» HOW TO COMPLETE THIS TASK:
Without including the images, transcribe each record precisely as it appears below.

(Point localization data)
================

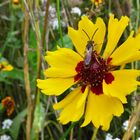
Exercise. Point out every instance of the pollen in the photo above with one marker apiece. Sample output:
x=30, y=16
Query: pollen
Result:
x=94, y=74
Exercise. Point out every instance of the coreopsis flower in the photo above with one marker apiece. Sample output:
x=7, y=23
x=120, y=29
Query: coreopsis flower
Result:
x=97, y=2
x=100, y=88
x=9, y=105
x=5, y=66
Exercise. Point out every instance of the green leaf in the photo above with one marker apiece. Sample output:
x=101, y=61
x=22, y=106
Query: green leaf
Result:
x=14, y=74
x=38, y=118
x=14, y=129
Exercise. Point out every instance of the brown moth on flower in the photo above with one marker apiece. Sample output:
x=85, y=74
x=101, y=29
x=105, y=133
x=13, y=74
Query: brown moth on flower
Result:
x=101, y=87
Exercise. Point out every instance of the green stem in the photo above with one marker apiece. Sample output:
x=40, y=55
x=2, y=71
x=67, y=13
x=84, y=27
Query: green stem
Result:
x=138, y=14
x=59, y=21
x=94, y=134
x=109, y=6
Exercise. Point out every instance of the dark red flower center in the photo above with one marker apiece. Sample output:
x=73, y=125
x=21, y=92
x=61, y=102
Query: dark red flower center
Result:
x=93, y=74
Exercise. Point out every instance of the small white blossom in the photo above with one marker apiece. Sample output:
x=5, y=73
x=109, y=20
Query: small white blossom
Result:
x=55, y=24
x=76, y=10
x=6, y=124
x=5, y=137
x=125, y=126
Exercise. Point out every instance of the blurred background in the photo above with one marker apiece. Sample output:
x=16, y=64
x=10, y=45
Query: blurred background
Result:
x=28, y=28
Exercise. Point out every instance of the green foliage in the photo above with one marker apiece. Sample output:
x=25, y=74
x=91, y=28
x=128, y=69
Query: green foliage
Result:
x=17, y=121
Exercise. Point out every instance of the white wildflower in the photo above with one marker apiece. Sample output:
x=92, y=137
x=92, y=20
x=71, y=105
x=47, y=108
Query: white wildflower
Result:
x=76, y=10
x=125, y=126
x=110, y=137
x=6, y=124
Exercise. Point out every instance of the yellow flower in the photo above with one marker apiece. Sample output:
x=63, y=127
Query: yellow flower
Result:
x=100, y=88
x=97, y=2
x=5, y=66
x=9, y=104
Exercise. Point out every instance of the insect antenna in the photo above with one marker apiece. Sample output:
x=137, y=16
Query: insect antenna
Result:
x=94, y=33
x=86, y=33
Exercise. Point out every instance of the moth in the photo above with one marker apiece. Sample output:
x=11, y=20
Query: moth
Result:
x=89, y=49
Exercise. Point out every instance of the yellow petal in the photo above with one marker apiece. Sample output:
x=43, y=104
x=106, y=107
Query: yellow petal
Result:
x=100, y=109
x=72, y=111
x=59, y=72
x=123, y=84
x=55, y=86
x=80, y=38
x=63, y=58
x=127, y=52
x=115, y=30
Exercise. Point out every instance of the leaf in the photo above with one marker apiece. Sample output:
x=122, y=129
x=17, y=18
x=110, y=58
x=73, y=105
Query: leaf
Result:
x=68, y=131
x=14, y=74
x=14, y=129
x=39, y=118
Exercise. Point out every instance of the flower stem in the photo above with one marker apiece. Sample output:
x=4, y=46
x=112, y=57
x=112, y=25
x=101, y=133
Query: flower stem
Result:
x=94, y=134
x=59, y=21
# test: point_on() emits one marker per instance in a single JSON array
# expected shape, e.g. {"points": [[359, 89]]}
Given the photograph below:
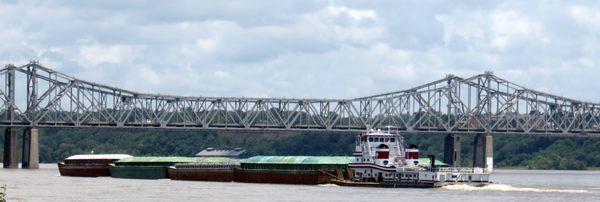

================

» OUTPUT:
Exercise. Point out every instance of the pollen in the photo above with one marker apiece. Sample output:
x=30, y=16
Query: pollen
Result:
x=94, y=74
Exercise. Point out every instance of the coreopsis flower in the photo above with one marker apiece. Sample output:
x=7, y=23
x=120, y=29
Query: coreopsis flower
Result:
x=97, y=2
x=100, y=88
x=9, y=105
x=5, y=66
Exercise. Point out every instance of the green leaf in the photo above with one marker apiece. Sample output:
x=101, y=61
x=22, y=106
Query: green leaf
Result:
x=14, y=74
x=38, y=118
x=14, y=129
Exercise. Point out every instance of the brown moth on flower in the photo above with one marker apiece. Sample output:
x=85, y=74
x=101, y=29
x=105, y=133
x=13, y=74
Query: brown moth on flower
Result:
x=101, y=87
Exercise. Point out every instance of the green stem in the photo above with one marker apiece. Sample output:
x=40, y=55
x=2, y=71
x=67, y=13
x=84, y=27
Query: green stem
Result:
x=138, y=14
x=59, y=21
x=94, y=134
x=109, y=6
Exercise. Point out every instance of the dark red flower center in the photo above with one marker apiece. Sample output:
x=73, y=125
x=21, y=92
x=61, y=102
Query: dark red flower center
Result:
x=93, y=74
Exercise. Point out every instance of the small white blossom in the photo above with one marker apiece. Sample output:
x=5, y=73
x=109, y=20
Query: small white blossom
Result:
x=55, y=24
x=76, y=10
x=6, y=124
x=5, y=137
x=125, y=126
Exercise. Point out every instance of the blurred background in the photo above with one marker apiece. Sample output:
x=16, y=64
x=10, y=45
Query: blurred background
Result:
x=28, y=28
Exercise. Point out every instance of the green foliage in the photo above with one marker apiece. Sample output:
x=25, y=74
x=91, y=28
x=128, y=69
Query: green foliage
Result:
x=17, y=121
Exercise. Point out every instance of the white wildflower in the photo above with one marker apiece. Sample output:
x=92, y=137
x=92, y=20
x=71, y=105
x=47, y=108
Query: white wildflower
Result:
x=76, y=10
x=125, y=126
x=110, y=137
x=6, y=124
Exercise. Point out every instance of the yellow flower in the photo above with one marker apiece. Sample output:
x=63, y=127
Query: yellow flower
Result:
x=100, y=88
x=97, y=2
x=5, y=66
x=9, y=104
Exercise. Point out every instance of the insect antenna in the photo above with one marker apiece. Sample output:
x=137, y=16
Query: insect antenna
Result:
x=94, y=33
x=86, y=33
Exercise. Point out every instance of the moth in the photo above with one marker apiece. Sample output:
x=11, y=20
Query: moth
Result:
x=89, y=49
Exercise. Point out every instance of the yellow petal in the photo above with one marker apiece. Sample output:
x=43, y=104
x=106, y=107
Query: yellow petal
Result:
x=100, y=109
x=72, y=111
x=59, y=72
x=123, y=84
x=55, y=86
x=80, y=38
x=63, y=58
x=127, y=52
x=115, y=30
Exercise. Point out every instance of the leaf in the photo above with one marker apiece. Sample output:
x=122, y=129
x=17, y=18
x=110, y=58
x=73, y=105
Query: leaf
Result:
x=68, y=131
x=14, y=74
x=14, y=129
x=39, y=118
Exercise. Point out every instance of the flower stem in the photo above with one marker apiece. Sample output:
x=4, y=46
x=112, y=57
x=112, y=25
x=101, y=133
Query: flower stem
Result:
x=94, y=134
x=59, y=21
# test: point_on() emits one marker per instance in a single JSON array
# expected shape, e.g. {"points": [[359, 89]]}
Given the photograph below:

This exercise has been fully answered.